#### REQUIREMENT
An exact, line-by-line copy is needed, beginning at the line with "the sponsor logo" and ending at the last line of the listing below.

#### SUPPLIED ENTRIES
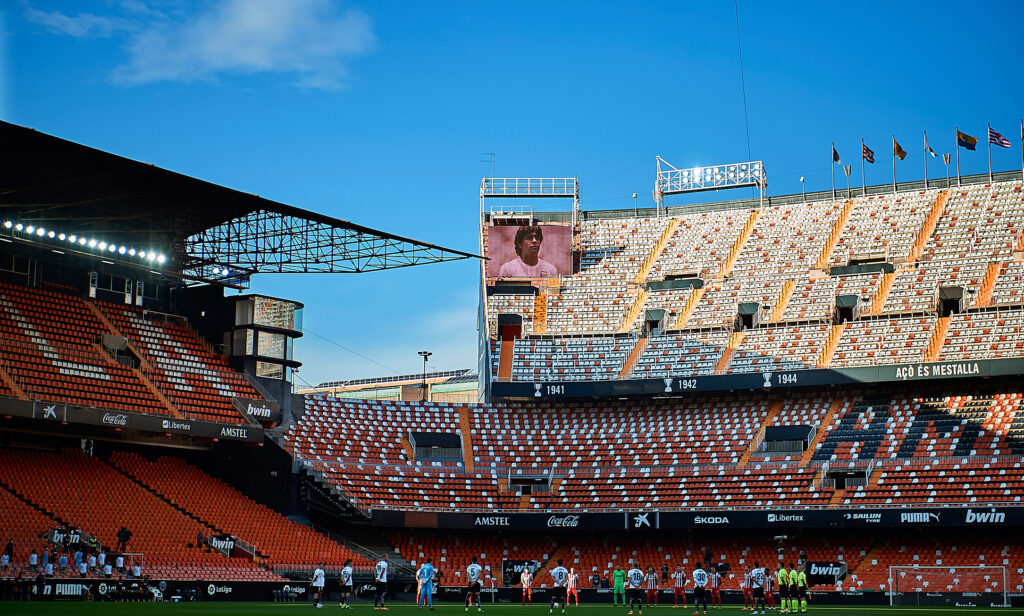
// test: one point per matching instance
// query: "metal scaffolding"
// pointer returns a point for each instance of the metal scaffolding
(297, 242)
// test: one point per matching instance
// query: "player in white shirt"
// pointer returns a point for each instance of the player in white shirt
(560, 575)
(345, 585)
(679, 583)
(380, 580)
(526, 579)
(634, 587)
(699, 589)
(758, 578)
(317, 581)
(650, 582)
(473, 587)
(571, 586)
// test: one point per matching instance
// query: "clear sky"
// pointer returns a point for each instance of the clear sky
(378, 113)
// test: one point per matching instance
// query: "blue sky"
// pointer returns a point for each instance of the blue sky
(378, 113)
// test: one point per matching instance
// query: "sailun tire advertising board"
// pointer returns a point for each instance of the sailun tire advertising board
(782, 519)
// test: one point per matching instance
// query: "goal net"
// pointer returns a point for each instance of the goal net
(914, 585)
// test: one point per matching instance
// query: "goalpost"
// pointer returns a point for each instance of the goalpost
(938, 585)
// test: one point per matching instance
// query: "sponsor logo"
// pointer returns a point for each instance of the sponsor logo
(115, 420)
(67, 589)
(563, 522)
(875, 518)
(830, 569)
(215, 589)
(175, 425)
(989, 517)
(238, 433)
(262, 411)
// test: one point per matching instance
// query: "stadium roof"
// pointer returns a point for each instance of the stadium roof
(207, 230)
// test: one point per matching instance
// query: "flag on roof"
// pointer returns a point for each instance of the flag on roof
(898, 151)
(996, 139)
(966, 140)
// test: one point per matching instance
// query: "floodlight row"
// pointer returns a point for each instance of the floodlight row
(82, 240)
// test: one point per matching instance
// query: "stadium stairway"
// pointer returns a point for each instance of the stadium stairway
(738, 246)
(656, 251)
(837, 405)
(144, 365)
(773, 411)
(834, 236)
(691, 304)
(465, 427)
(632, 359)
(880, 296)
(927, 228)
(723, 362)
(6, 488)
(832, 343)
(540, 313)
(938, 338)
(783, 300)
(9, 383)
(167, 500)
(987, 286)
(634, 311)
(507, 357)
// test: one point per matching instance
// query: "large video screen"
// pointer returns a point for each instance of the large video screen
(529, 252)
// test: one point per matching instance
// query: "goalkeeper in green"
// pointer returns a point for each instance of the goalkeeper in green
(619, 586)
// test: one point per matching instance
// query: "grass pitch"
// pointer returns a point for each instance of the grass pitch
(440, 609)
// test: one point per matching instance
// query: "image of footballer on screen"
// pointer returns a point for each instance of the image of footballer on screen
(527, 263)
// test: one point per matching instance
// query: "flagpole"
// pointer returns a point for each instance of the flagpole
(833, 155)
(988, 137)
(956, 147)
(894, 164)
(925, 156)
(863, 185)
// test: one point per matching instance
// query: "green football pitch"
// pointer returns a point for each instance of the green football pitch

#### SOLUTION TO THIS TASK
// pointer returns a point for each instance of the sponsor logo
(115, 420)
(67, 589)
(563, 522)
(875, 518)
(830, 569)
(215, 589)
(175, 425)
(989, 517)
(238, 433)
(262, 411)
// test: one point per matching instance
// query: "stadium roof"
// pointer returns a point for each instance of the stadium roof
(207, 230)
// test: one point per matching instance
// query: "flag on roof"
// pointer returns a point for each instance of the flag on roof
(898, 151)
(996, 139)
(966, 140)
// test: one point per matching instance
// query: "floodlight row"
// pointer returns a point for each instance of the floodlight row
(82, 240)
// test: one point per matching instance
// query: "stadium stairway"
// pointer returns a point for each instance of the stadium stairway
(738, 246)
(656, 251)
(837, 405)
(144, 365)
(773, 411)
(834, 236)
(691, 304)
(465, 427)
(632, 359)
(880, 296)
(927, 228)
(723, 362)
(6, 488)
(832, 343)
(540, 313)
(938, 338)
(783, 300)
(9, 383)
(167, 500)
(987, 286)
(634, 311)
(507, 357)
// test: one point per matching instance
// query: "large video screen"
// pointer returns a point for each instance of the large video screen
(529, 252)
// test: one point per matching instance
// query: "goalkeeper in green"
// pointer returns a point for each instance of the goalkeeper in green
(619, 586)
// test: one point per matching instance
// query: "grass pitch"
// pointer returns a point for each instance of the grass pitch
(440, 609)
// test: one point per matching instance
// query: "image of footballer on screen"
// pointer returns a point for each instance of the image of footballer on screen
(527, 263)
// test: one point per matching instance
// query: "flagpole"
// pointer returns a point for each instance of the flagpole
(833, 155)
(988, 137)
(956, 147)
(894, 164)
(925, 156)
(863, 185)
// test: one point per matching instance
// query: "green football pitch"
// pointer returns a point for each instance of the green football pitch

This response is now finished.